WHAT IS EXPECTED :: Please return the rows below as a JSON list of strings, one string per line and no blank lines, starting at the first line and ending at the line that contains "pixel 36 205". Leave the pictures out of the list.

--- RECORDED DATA ---

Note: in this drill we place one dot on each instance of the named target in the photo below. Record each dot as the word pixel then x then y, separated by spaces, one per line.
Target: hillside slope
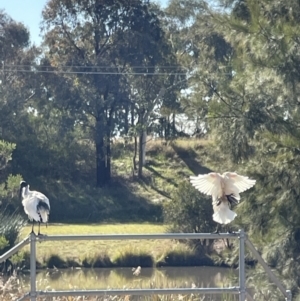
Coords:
pixel 129 198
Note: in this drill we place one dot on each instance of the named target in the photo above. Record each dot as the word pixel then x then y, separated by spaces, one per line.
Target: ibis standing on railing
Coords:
pixel 36 205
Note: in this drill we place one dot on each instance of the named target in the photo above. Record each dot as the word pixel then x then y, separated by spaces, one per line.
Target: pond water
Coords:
pixel 108 278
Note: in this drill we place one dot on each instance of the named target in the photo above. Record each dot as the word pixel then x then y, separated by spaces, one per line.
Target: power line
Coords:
pixel 97 66
pixel 92 72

---

RESULT ::
[
  "Note: in this drill we place one dot on each instance of the named target in the photo below. Record each dot as the word pixel then x then y, separated by spaces, one per line.",
  "Target: hillside slope",
  "Coords:",
  "pixel 129 198",
  "Note: in this drill we place one dot on each instance of the named target in the photo above. Record each dot as the word pixel then x then y, separated by spaces, one per line.",
  "Target: ibis standing on railing",
  "Coords:",
  "pixel 36 205"
]